## Given exercise:
Write out the full set of records exactly. Any pictures in them do not belong in the copy.

## Dataset extract:
++++++

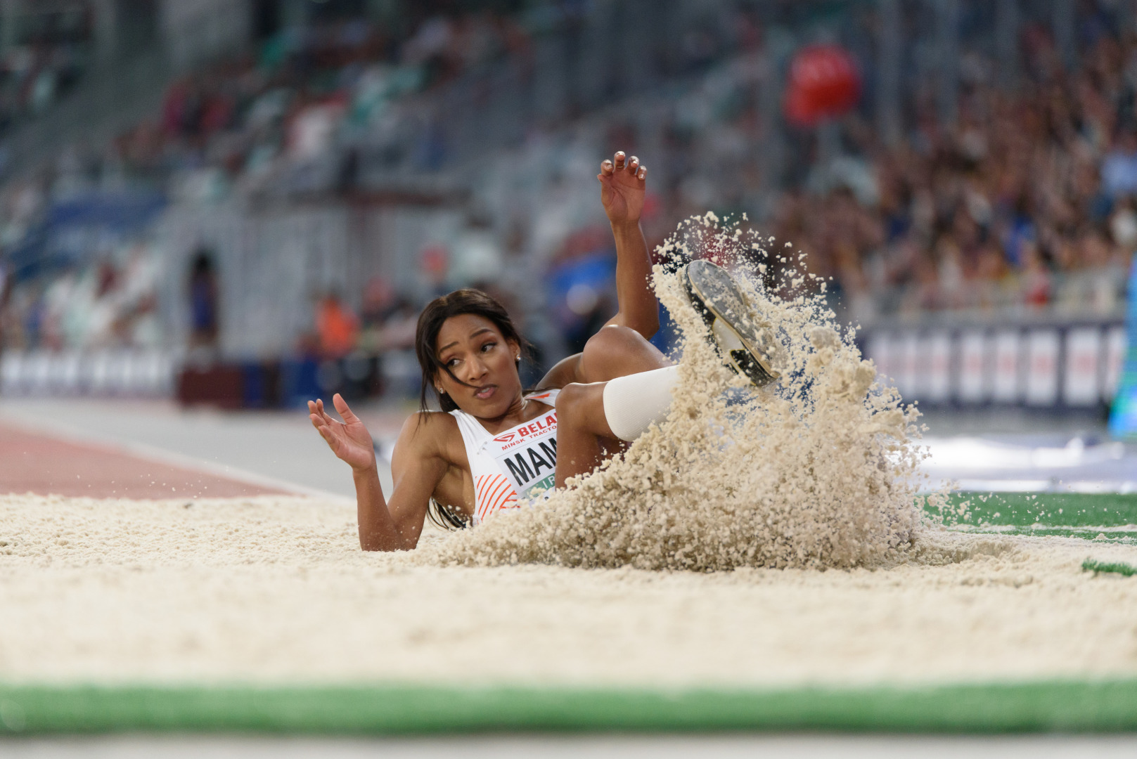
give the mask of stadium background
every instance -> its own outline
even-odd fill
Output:
[[[578,350],[614,307],[614,251],[594,177],[616,149],[650,168],[650,245],[711,211],[745,214],[773,250],[788,242],[807,253],[865,353],[927,411],[932,484],[982,493],[976,523],[962,528],[1055,544],[1085,539],[1076,548],[1095,559],[1037,581],[1019,577],[1013,562],[988,570],[974,561],[957,583],[922,586],[929,595],[957,590],[1002,609],[1012,597],[996,586],[1034,582],[1031,611],[1069,602],[1054,594],[1061,585],[1082,601],[1122,599],[1089,610],[1097,619],[1127,612],[1129,586],[1107,583],[1131,582],[1120,575],[1134,568],[1107,560],[1137,541],[1137,447],[1127,442],[1137,429],[1134,0],[0,0],[0,493],[6,514],[49,515],[25,534],[2,532],[0,522],[11,576],[18,568],[25,583],[0,591],[16,599],[9,619],[36,618],[41,601],[64,599],[43,612],[43,645],[24,649],[27,659],[40,657],[32,664],[44,672],[52,645],[89,625],[113,633],[76,661],[115,661],[108,651],[125,642],[136,650],[122,661],[144,665],[138,642],[151,639],[140,622],[184,611],[165,589],[166,611],[140,608],[135,585],[67,597],[72,585],[52,584],[48,565],[66,564],[68,540],[90,553],[76,573],[103,576],[99,548],[86,544],[106,540],[118,551],[106,576],[148,578],[173,576],[159,572],[163,541],[169,524],[196,518],[193,499],[234,499],[208,507],[225,515],[217,535],[248,527],[242,509],[256,495],[257,508],[277,516],[292,508],[285,495],[308,494],[327,507],[322,518],[350,517],[351,479],[299,409],[343,392],[389,458],[417,395],[414,320],[434,294],[472,285],[506,302],[534,344],[528,378]],[[672,336],[664,325],[662,347]],[[988,499],[993,491],[1001,493]],[[48,524],[51,509],[126,508],[115,498],[179,502],[159,502],[175,516],[155,507],[153,517],[111,517],[82,540]],[[143,547],[130,534],[148,518],[159,534]],[[349,562],[373,568],[366,562],[376,557],[356,551],[352,524],[348,533],[321,554],[325,584],[306,591],[314,598],[340,599]],[[307,582],[307,549],[266,544],[282,554],[262,562],[279,570],[267,573],[276,585],[293,592],[292,569]],[[216,570],[233,590],[259,593],[210,553],[249,544],[222,536],[182,548],[193,572]],[[471,582],[462,572],[434,589]],[[814,574],[841,582],[836,572]],[[351,587],[358,608],[375,611],[388,600],[375,602],[381,589],[367,578]],[[501,586],[524,591],[513,581]],[[396,608],[412,618],[448,603],[428,595]],[[604,595],[566,616],[587,622]],[[226,598],[232,609],[248,606]],[[864,614],[905,618],[903,594],[881,598],[897,606]],[[60,633],[96,604],[106,615]],[[521,609],[521,619],[541,611],[483,606]],[[223,607],[202,604],[194,624],[211,624],[208,611]],[[302,637],[299,616],[280,617],[282,640]],[[450,616],[449,607],[440,612]],[[1055,612],[1064,626],[1049,639],[1067,648],[1054,650],[1131,640],[1129,622],[1114,635],[1121,627],[1095,625],[1092,614],[1078,627],[1074,616]],[[490,635],[479,619],[472,629]],[[912,637],[954,629],[971,641],[953,622],[926,623]],[[355,644],[327,627],[314,626],[349,640],[345,650]],[[838,632],[854,643],[873,637],[854,628]],[[993,623],[988,632],[1012,628]],[[1029,634],[1019,648],[1043,650]],[[157,634],[153,650],[165,651],[168,637]],[[258,640],[242,628],[218,650]],[[401,650],[418,642],[408,637]],[[0,654],[9,656],[2,647]],[[173,659],[193,667],[181,650]],[[10,677],[16,657],[6,661]],[[41,678],[0,682],[0,734],[1132,729],[1134,681],[1085,677],[1010,683],[985,674],[836,693],[822,679],[818,689],[679,695]],[[136,750],[151,756],[151,739],[139,740]],[[1074,754],[1080,740],[1037,745]],[[885,756],[913,744],[861,745]],[[744,741],[740,751],[753,747]],[[991,756],[1006,747],[978,745]],[[36,750],[32,741],[3,745],[13,756]]]
[[[1137,243],[1134,18],[1129,0],[7,2],[0,390],[396,399],[417,309],[465,285],[548,366],[613,307],[592,176],[623,148],[652,170],[649,243],[746,214],[832,277],[905,397],[1103,417]],[[795,65],[819,51],[852,81],[802,112]]]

++++++

## Correct output:
give the mask of stadium background
every instance -> its own outline
even-odd fill
Output:
[[[578,350],[614,307],[614,251],[594,177],[616,149],[650,168],[650,245],[711,211],[745,214],[773,250],[788,242],[807,253],[865,353],[927,411],[932,484],[982,493],[976,523],[962,528],[1055,544],[1085,539],[1076,548],[1095,559],[1037,581],[1019,577],[1013,562],[988,570],[974,561],[957,583],[922,586],[929,595],[957,590],[1002,609],[1012,597],[996,586],[1034,582],[1031,611],[1069,602],[1054,594],[1061,585],[1082,601],[1122,599],[1089,610],[1097,619],[1127,612],[1129,586],[1107,583],[1131,582],[1120,575],[1134,568],[1107,560],[1137,541],[1137,447],[1127,442],[1137,429],[1134,0],[0,0],[0,493],[6,514],[49,515],[25,534],[2,532],[0,522],[11,576],[18,568],[25,583],[0,591],[16,599],[9,619],[36,618],[41,601],[64,599],[43,612],[43,645],[24,649],[27,659],[40,657],[32,664],[44,672],[52,645],[89,625],[113,633],[76,661],[115,661],[108,651],[125,642],[136,650],[122,661],[144,665],[138,642],[151,639],[140,622],[184,611],[165,589],[166,611],[140,608],[135,585],[67,597],[72,585],[52,584],[48,565],[66,564],[68,540],[90,553],[76,573],[103,576],[99,548],[86,544],[106,540],[118,551],[106,576],[148,578],[173,576],[159,572],[163,541],[169,524],[196,518],[193,499],[234,499],[208,507],[225,515],[217,535],[248,527],[242,509],[256,495],[257,508],[277,516],[292,508],[285,495],[308,494],[327,507],[322,518],[350,517],[351,479],[299,409],[343,392],[389,458],[417,395],[414,320],[434,294],[472,285],[506,302],[534,344],[528,378]],[[672,336],[664,325],[662,347]],[[988,499],[993,491],[1001,493]],[[48,524],[51,509],[126,508],[115,498],[179,502],[159,502],[175,516],[155,507],[153,517],[111,517],[82,540]],[[143,547],[130,534],[148,518],[159,534]],[[349,562],[373,568],[366,562],[376,557],[356,551],[352,524],[348,533],[321,554],[325,584],[306,591],[314,598],[340,599]],[[307,582],[307,549],[266,544],[282,554],[262,562],[279,570],[267,573],[276,585],[293,592],[292,569]],[[216,570],[233,590],[259,593],[210,553],[249,544],[222,536],[182,548],[193,572]],[[471,582],[462,572],[434,589]],[[814,574],[841,582],[836,572]],[[351,587],[358,608],[375,611],[388,600],[375,602],[381,589],[367,578]],[[501,586],[524,591],[513,581]],[[396,608],[412,618],[448,603],[428,595]],[[604,595],[566,616],[587,622]],[[226,598],[232,609],[248,606]],[[864,614],[905,618],[903,594],[881,598],[897,606]],[[60,633],[96,604],[106,615]],[[521,609],[521,619],[541,611],[483,606]],[[223,607],[202,604],[194,624],[211,624],[208,611]],[[302,637],[299,616],[280,617],[282,640]],[[450,616],[449,607],[440,612]],[[1055,612],[1064,626],[1049,639],[1067,648],[1054,650],[1131,640],[1129,622],[1114,635],[1121,627],[1095,625],[1092,614],[1078,627],[1074,616]],[[490,635],[479,619],[472,629]],[[912,637],[954,629],[971,641],[953,622],[926,623]],[[355,644],[327,627],[314,626],[349,640],[345,650]],[[838,632],[854,643],[873,637],[854,628]],[[993,623],[988,632],[1012,628]],[[1029,634],[1019,648],[1043,650]],[[157,634],[153,650],[165,651],[168,637]],[[258,640],[242,628],[218,650]],[[401,650],[418,642],[408,637]],[[0,654],[9,656],[2,647]],[[173,659],[193,667],[181,650]],[[10,677],[16,657],[6,661]],[[41,678],[0,682],[0,734],[1132,729],[1134,681],[1085,677],[1010,683],[985,674],[836,693],[822,679],[818,689],[679,695]],[[136,750],[151,756],[151,739],[139,740]],[[1074,754],[1080,740],[1037,745]],[[885,756],[913,744],[861,745]],[[744,741],[740,751],[753,747]],[[991,756],[1006,747],[978,745]],[[36,750],[32,741],[3,745],[13,756]]]
[[[1137,243],[1134,18],[1129,0],[7,2],[0,390],[396,399],[417,309],[465,285],[548,366],[613,307],[592,176],[623,148],[652,170],[649,243],[746,214],[832,277],[905,397],[1103,417]],[[795,65],[819,51],[852,81],[802,112]]]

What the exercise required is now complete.